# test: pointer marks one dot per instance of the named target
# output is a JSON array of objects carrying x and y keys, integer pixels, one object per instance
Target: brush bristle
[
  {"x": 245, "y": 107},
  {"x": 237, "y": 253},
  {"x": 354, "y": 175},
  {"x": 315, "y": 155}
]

> _YOUR ASSIGNMENT_
Write every entry out again. Keep each one exact.

> _RESULT BELOW_
# test: pointer marks one dot per instance of the named target
# output is a JSON array of objects carrying x and y keys, integer pixels, one object per instance
Target: brush bristle
[
  {"x": 245, "y": 107},
  {"x": 237, "y": 253},
  {"x": 354, "y": 175},
  {"x": 315, "y": 155}
]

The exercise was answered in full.